EXERCISE PASSAGE |
Embracing change is the way to success

Embracing change is the way to success

Way back when in June 1989, aged 15 years and 11 months, in a smart beige New Look suit with rolled-up sleeves and kitten heeled shoes (trust me it was a very fashionable look at the time) an incredibly nervous young me turned up at Grant Thornton for her first day at work. Somehow, I had convinced them to take me on as an AAT trainee. I had calculated that it would be a quicker route to qualification than A levels, a degree and then graduate conversion. Plus, I would learn on the job, get paid and have 5 years’ experience by the time I qualified. Sounded so easy when I formed my plan. 

Fast forward 33 years to March 2022, aged 48 and 9 months, in a smart top, cut-off jeans and slippers (standard Teams meeting fashion of the modern world) a slightly anxious middle aged me received the news from the Chair of the Delt Board that I had been appointed Chief Financial Officer. After several months acting as interim, a recruitment process that was certainly not for the faint hearted and an intense period of proving I could step up and deliver at this higher level, I had done it, I had convinced the Board that I was the woman for the job!

RECORD EXTRACTS |
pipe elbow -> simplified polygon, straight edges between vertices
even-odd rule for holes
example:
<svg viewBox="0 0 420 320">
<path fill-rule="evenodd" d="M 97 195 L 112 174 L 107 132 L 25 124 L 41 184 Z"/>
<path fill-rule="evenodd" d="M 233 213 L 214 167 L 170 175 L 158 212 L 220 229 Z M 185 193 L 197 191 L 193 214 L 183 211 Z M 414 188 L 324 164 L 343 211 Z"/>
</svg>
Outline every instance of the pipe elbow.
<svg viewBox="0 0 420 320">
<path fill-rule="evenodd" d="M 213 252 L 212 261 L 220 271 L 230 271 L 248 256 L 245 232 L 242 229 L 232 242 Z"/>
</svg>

TRY IT | Pick up the essay on embracing change and career success right after its last sentence, keeping the same first-person voice. The listing has nothing to do with the career essay.

RESPONSE TO THE TASK |
I have got to admit it has taken awhile to sink in and has caused me to reflect a lot on what happened in those 33 years in between. Apart from the obvious of learning my debits and credits, passing exams etc it all really comes down to the ability to adjust to and drive change and the people you have around you.  

There has been so much change in the last 3 decades, especially in technology and culture. Back in ’89 on my first day one of the first tasks I was given, after the tea run, was to add up a column of the phone book using an add lister (a calculator with a till roll print out). I wondered if this was a joke but back then using a calculator was a skill all accountants needed. These were pre computer days and were very different times.  Everything was manual and on paper. The data centre was a massive room of filling cabinets, and its firewall was a band of secretaries that would tackle you to the ground should you try to enter their domain.  

I remember the first portable computers being delivered to the office, the biggest change in my working world. It was a HP Compaq, the size of an Ikea bag, weighed a tonne and had a strange pop-up orange screen – but I loved it. I just thought it was so cool and it added up quicker than me and my add lister! Fast forward 33 years and now you can do pretty much everything from your phone if you need to.  

The changes to culture are also beyond recognition, we now have leaders not bosses, diversity not the old boy’s network, Gordon the Grope is no longer welcome. Most organisations now understand that the workforce is their biggest asset and must be nurtured and looked after, that having engaged, and motivated staff is critical to the business.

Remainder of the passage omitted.